• **GIVEN TEXT**:

= = =

I’ve been feeling quite down about my sister Rachel’s situation lately. We had some amazing, rapid progress a few weeks ago, when she started to speak and to eat. I have a messaging group with her close friends and there was a time when it seemed that every day, someone had witnessed her doing something incredible, and we were all buoyed by that. And then, it all slowed down. And stopped. And seemed, at times, to be going backwards. She’s started moving her head a lot, in a rhythmic way. She says it itches. It’s disconcerting to see. She’s also started a habit of counting very rapidly and almost under her breath. You can snap her out of it by asking her a question, but again, it’s a worry.
I just finished reading a memoir, The Last Act of Love by Cathy Rentzenbrink. When Cathy was seventeen, her sixteen-year-old brother, Matty, was hit by a car and suffered severe brain damage. I bought the book before Rachel’s stroke, but didn’t get around to reading it until this week. I was taken aback by the similarities in Matty and Rachel’s treatment at the outset, despite the different causes of their brain damage. Reading about Matty’s life-saving brain surgery, and his need for a tracheostomy, and then a shunt to drain the fluid from his brain, was like reliving those horrendous days in July when Rachel was at her worst.
And then, their stories began to head down different paths, and the contrasts were as stark as the similarities had been. Matty did not become aware of his surroundings and able to communicate with blinks and nods. He did not move beyond eating small amounts of pureed food. He did not mouth ‘I love you’ to his family and progress to speaking.

= = =

• **DATA FOR ANALYSIS**:
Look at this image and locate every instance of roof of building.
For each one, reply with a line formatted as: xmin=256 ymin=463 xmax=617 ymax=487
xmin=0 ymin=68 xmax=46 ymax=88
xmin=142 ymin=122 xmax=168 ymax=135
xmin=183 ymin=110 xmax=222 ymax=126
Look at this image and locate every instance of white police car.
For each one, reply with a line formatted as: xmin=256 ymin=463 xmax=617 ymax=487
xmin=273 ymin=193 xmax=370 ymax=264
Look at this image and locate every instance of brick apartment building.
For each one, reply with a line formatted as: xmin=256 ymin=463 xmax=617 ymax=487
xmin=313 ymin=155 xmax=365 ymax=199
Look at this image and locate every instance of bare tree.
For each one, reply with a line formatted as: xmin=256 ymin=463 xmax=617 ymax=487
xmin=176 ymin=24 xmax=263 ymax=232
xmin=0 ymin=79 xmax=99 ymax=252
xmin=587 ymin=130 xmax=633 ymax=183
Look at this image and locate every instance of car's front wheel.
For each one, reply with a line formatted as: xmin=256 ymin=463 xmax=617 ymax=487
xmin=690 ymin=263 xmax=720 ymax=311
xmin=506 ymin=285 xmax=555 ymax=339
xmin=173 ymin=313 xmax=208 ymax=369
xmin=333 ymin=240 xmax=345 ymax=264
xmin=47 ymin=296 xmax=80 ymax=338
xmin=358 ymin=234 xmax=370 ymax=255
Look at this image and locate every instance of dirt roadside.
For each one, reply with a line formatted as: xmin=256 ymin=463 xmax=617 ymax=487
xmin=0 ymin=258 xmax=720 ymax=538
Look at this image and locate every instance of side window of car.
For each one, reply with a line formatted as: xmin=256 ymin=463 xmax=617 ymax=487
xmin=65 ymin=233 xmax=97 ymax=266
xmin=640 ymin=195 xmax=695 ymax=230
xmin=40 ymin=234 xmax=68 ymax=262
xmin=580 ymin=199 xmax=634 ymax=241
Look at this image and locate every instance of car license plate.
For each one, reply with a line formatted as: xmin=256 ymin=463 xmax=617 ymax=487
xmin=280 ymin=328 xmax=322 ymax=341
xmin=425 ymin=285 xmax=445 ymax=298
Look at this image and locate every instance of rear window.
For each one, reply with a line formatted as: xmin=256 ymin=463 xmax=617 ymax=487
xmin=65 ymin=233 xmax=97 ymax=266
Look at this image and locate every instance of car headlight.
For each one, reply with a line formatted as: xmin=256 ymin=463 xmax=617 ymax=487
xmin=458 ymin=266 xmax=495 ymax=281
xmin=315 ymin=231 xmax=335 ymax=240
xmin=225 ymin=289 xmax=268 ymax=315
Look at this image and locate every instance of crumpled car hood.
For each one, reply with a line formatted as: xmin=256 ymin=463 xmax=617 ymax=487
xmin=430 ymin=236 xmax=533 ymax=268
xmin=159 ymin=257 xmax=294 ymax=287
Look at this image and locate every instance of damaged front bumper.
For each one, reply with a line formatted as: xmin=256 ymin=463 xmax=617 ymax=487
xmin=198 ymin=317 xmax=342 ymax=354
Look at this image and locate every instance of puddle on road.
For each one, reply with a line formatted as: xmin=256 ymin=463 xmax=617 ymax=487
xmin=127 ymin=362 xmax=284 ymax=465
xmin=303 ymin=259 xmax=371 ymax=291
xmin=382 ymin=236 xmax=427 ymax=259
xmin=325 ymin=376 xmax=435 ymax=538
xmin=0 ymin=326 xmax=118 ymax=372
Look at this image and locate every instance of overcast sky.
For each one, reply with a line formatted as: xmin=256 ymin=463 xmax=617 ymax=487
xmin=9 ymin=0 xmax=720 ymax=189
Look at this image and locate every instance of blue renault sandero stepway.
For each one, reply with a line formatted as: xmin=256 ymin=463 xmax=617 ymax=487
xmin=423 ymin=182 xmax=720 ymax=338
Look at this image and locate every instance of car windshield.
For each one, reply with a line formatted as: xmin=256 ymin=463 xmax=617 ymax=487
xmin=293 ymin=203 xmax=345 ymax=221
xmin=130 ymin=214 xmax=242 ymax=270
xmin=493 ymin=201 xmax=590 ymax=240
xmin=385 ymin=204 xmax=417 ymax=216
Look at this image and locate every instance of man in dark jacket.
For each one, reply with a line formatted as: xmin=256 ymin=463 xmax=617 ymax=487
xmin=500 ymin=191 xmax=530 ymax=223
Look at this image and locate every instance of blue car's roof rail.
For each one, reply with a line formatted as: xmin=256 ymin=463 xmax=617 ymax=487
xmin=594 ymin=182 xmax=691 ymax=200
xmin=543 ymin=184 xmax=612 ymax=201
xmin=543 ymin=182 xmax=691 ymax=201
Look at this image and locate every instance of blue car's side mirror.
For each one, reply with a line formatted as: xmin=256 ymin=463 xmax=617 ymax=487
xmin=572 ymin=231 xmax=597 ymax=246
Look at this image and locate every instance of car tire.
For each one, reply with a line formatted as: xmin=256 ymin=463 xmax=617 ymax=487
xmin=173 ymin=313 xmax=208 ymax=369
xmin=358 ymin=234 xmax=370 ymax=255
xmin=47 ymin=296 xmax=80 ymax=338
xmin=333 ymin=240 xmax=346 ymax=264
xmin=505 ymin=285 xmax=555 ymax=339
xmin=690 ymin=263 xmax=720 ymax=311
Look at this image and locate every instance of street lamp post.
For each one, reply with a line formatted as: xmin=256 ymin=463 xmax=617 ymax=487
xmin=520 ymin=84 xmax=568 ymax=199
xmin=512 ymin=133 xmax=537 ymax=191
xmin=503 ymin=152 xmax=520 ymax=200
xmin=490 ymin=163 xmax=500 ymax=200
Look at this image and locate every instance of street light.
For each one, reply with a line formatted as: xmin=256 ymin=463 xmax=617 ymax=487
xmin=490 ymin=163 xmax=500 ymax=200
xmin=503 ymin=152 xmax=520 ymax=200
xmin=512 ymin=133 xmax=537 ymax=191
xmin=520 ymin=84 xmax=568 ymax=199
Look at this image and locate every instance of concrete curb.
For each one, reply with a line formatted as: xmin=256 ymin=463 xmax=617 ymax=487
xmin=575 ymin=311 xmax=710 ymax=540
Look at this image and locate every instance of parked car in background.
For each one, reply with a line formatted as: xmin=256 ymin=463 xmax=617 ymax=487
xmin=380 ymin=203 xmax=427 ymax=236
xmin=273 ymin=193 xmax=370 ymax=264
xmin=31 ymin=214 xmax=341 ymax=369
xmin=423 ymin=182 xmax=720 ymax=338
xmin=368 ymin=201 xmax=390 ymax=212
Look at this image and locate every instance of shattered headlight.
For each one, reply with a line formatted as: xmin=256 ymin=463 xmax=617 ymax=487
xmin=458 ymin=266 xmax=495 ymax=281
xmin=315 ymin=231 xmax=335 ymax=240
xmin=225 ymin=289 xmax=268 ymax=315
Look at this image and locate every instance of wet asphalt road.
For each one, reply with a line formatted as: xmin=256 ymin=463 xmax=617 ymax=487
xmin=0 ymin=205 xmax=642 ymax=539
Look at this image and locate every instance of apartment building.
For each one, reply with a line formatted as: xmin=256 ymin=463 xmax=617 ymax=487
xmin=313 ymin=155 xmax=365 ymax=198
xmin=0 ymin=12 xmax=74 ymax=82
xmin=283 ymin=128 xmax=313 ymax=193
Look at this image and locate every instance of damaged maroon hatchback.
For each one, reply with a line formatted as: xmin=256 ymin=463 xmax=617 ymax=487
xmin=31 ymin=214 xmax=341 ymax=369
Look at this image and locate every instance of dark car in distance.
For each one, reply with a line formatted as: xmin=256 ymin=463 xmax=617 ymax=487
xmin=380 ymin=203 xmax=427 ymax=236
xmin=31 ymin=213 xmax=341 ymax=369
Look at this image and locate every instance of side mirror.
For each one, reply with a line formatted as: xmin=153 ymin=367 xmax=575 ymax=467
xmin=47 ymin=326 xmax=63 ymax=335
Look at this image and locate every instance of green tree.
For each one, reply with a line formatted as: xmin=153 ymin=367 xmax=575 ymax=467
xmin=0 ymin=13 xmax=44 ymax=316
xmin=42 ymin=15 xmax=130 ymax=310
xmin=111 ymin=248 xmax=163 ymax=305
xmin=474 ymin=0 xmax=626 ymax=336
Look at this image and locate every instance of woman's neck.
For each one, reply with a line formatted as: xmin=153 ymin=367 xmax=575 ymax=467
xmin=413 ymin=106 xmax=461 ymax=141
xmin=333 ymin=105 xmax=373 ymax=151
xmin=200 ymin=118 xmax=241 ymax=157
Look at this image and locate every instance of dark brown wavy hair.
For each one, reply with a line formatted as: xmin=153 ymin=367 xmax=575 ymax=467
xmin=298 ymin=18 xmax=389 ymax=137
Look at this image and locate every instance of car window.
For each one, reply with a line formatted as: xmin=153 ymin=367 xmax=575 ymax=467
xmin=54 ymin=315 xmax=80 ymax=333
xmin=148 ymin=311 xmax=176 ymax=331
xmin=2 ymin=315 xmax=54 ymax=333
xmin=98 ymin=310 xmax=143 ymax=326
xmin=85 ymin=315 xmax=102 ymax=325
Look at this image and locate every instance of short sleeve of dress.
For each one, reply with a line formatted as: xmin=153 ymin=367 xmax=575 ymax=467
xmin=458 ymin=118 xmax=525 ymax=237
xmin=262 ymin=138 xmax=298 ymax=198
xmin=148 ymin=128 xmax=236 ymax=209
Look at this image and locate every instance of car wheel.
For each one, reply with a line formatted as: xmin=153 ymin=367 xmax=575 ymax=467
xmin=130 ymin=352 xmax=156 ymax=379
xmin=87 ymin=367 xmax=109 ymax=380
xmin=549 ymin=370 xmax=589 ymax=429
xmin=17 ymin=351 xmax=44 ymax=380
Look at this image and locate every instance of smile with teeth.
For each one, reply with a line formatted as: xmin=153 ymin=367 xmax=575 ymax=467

= = =

• **THE TASK**: Retype part of the text about Rachel, beginning with the words "And then, their" and stopping after "progress to speaking.". The material can be set aside; nothing here depends on it.

• **REPLY**:
And then, their stories began to head down different paths, and the contrasts were as stark as the similarities had been. Matty did not become aware of his surroundings and able to communicate with blinks and nods. He did not move beyond eating small amounts of pureed food. He did not mouth ‘I love you’ to his family and progress to speaking.